# Activity
The records, repeated exactly and in full, are the expected answer.

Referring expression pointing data
○ ○ ○ ○

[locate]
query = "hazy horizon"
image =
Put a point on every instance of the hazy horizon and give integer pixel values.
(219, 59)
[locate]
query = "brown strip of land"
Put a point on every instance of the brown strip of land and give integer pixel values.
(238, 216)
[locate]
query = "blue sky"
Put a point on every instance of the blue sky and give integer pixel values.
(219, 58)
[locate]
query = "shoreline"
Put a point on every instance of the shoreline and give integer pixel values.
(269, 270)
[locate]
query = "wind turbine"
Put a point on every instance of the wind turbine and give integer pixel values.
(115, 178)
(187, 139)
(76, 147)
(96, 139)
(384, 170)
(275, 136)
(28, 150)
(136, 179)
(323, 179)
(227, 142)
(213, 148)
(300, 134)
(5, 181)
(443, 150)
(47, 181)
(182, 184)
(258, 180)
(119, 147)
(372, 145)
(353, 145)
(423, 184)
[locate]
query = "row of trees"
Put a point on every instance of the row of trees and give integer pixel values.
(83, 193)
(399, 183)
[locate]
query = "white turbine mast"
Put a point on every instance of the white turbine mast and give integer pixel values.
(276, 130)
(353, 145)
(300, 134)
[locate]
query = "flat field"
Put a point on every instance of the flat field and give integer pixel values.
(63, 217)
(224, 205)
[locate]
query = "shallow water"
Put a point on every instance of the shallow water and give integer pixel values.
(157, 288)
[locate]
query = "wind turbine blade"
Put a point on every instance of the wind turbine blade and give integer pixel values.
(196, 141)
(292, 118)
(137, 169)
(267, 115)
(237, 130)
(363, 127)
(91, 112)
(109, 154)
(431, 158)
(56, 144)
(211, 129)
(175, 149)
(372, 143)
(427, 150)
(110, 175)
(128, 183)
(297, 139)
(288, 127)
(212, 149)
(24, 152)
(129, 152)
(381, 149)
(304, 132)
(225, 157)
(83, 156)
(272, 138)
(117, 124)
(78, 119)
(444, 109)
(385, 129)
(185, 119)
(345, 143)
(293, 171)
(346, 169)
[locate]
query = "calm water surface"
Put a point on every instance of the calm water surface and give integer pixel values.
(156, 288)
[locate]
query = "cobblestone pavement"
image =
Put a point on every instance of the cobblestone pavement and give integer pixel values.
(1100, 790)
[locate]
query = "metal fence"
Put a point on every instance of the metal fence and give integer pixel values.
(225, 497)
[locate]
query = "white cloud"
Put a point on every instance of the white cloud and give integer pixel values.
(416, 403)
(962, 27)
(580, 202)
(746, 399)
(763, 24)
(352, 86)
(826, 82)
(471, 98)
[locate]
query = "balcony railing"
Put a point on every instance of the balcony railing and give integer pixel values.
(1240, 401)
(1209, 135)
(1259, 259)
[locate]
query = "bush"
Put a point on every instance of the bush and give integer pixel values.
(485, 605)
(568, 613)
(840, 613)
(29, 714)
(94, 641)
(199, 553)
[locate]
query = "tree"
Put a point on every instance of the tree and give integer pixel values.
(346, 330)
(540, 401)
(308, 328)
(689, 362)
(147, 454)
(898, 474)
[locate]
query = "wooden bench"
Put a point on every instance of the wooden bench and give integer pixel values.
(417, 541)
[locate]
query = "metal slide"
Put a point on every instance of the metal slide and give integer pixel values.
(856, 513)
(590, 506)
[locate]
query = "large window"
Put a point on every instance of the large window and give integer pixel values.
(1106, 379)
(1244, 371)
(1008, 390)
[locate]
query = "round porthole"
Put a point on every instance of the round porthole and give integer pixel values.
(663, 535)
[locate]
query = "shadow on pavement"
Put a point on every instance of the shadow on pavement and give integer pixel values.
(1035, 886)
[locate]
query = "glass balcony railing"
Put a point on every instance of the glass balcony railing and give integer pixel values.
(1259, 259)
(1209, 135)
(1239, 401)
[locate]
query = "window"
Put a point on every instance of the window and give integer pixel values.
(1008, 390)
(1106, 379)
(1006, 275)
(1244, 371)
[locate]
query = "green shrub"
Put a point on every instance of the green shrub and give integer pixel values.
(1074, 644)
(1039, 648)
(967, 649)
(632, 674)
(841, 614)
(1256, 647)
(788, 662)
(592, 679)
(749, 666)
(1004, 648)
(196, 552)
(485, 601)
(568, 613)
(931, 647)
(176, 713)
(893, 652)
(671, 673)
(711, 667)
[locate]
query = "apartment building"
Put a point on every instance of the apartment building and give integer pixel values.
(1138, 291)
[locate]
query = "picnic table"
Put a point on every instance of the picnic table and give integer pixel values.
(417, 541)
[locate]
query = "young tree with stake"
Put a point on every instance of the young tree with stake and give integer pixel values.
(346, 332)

○ ○ ○ ○

# Solution below
[locate]
query = "hazy horizon"
image =
Put a point on every instance of the hazy horizon and give integer pixel values.
(219, 59)
[locate]
query = "brown strip of land"
Put a point on every instance of the brown strip of land and give integer pixel values.
(238, 216)
[locate]
query = "blue sky"
Put a point on every instance of the blue sky and give integer pixel values.
(219, 58)
[locate]
query = "shoreline"
Put a point on every instance of the shoreline and give integer pixel values.
(269, 270)
[locate]
query = "wind turbine"
Put a point on every instance of the wind turbine and give integer pixel values.
(115, 178)
(187, 139)
(76, 147)
(96, 139)
(384, 170)
(275, 136)
(28, 150)
(136, 179)
(323, 179)
(227, 142)
(213, 148)
(300, 134)
(5, 181)
(443, 150)
(47, 181)
(182, 184)
(258, 180)
(119, 147)
(372, 145)
(353, 145)
(423, 184)
[locate]
query = "row of trees"
Put a point on every instance of the row of trees and give integer pixel values.
(83, 193)
(399, 183)
[locate]
query = "white turbine mast"
Put a point on every instance of the white turbine mast and give integer pixel values.
(276, 130)
(353, 145)
(300, 134)
[locate]
query = "flat field"
Put a point on every instance of the flat field and give integer pixel values.
(63, 217)
(224, 205)
[locate]
query = "shallow water"
Put a point on every instance of the shallow water and give integer pixel values.
(157, 288)
[locate]
query = "wind turbine blade"
Put a point on every instance of the wind turbine blade and give integer pixel values.
(196, 141)
(292, 118)
(137, 169)
(267, 115)
(237, 130)
(363, 127)
(91, 112)
(109, 154)
(431, 158)
(56, 144)
(211, 129)
(175, 149)
(372, 143)
(427, 150)
(110, 175)
(128, 183)
(297, 139)
(288, 127)
(212, 149)
(24, 152)
(129, 152)
(381, 149)
(304, 132)
(225, 157)
(83, 156)
(272, 138)
(117, 124)
(78, 119)
(444, 109)
(385, 129)
(185, 119)
(345, 143)
(293, 171)
(346, 169)
[locate]
query = "calm water surface"
Put a point on every instance of the calm water surface and give integer pixel values.
(156, 288)
[locate]
query = "cobblestone pavement"
image =
Put a point on every instance of the cobblestone pavement and give integer pixel values.
(1100, 790)
[locate]
query = "metal fence"
Put a point on every instance of the metal fence and give integer pixel values.
(225, 497)
[locate]
query = "white cloud"
Put a point on every instance of the white cloud and give integer pixel values.
(416, 403)
(962, 27)
(580, 202)
(746, 399)
(763, 24)
(352, 86)
(826, 82)
(471, 98)
[locate]
query = "balcony railing"
Put a point on every instance of the balcony railing and give integer pixel values.
(1240, 401)
(1209, 135)
(1259, 259)
[locate]
query = "bush"
Put a point on every instance of the bush and give integer pixel values.
(485, 605)
(568, 613)
(840, 613)
(29, 714)
(94, 641)
(199, 553)
[locate]
query = "tree"
Put a point on every instance of the tree and give integer pixel values.
(346, 330)
(540, 401)
(308, 328)
(689, 362)
(147, 454)
(898, 474)
[locate]
query = "wooden bench"
Put a point on every instance of the wooden bench and give integer pixel values.
(417, 541)
[locate]
query = "metal slide"
Put a point on every instance of the metal slide and give integer pixel values.
(856, 513)
(590, 506)
[locate]
query = "large window"
Put a point on every instance of the large window and give integer pixel values.
(1106, 379)
(1244, 371)
(1008, 390)
[locate]
query = "round porthole"
Put a point on every instance of the round porthole and give integer pixel values.
(663, 535)
[locate]
query = "shadow on pavement"
Put a point on every instance of the shadow on pavement and give integer pixel values.
(1035, 886)
[locate]
query = "glass balcony railing"
Put a point on every instance of the glass balcony railing and give integer pixel values.
(1259, 259)
(1209, 135)
(1239, 401)
[locate]
query = "window"
Put a point on every instance of the window and give integer pixel values.
(1008, 390)
(1106, 379)
(1006, 275)
(1244, 371)
[locate]
query = "green shrub"
Put a point on every instance of the green shrub and give integer pixel values.
(1074, 644)
(1039, 648)
(967, 649)
(632, 674)
(841, 614)
(1256, 647)
(788, 662)
(592, 679)
(749, 666)
(1004, 648)
(196, 552)
(485, 601)
(568, 613)
(931, 647)
(176, 713)
(893, 652)
(671, 673)
(711, 667)
[locate]
query = "apartment building"
Put a point on every instance of the apartment building and give integer pixel values.
(1138, 291)
[locate]
query = "picnic table"
Put a point on every instance of the picnic table and give integer pixel values.
(417, 541)
[locate]
query = "young tree with stake"
Put a point on every instance of the young tree with stake and give integer pixel values.
(346, 332)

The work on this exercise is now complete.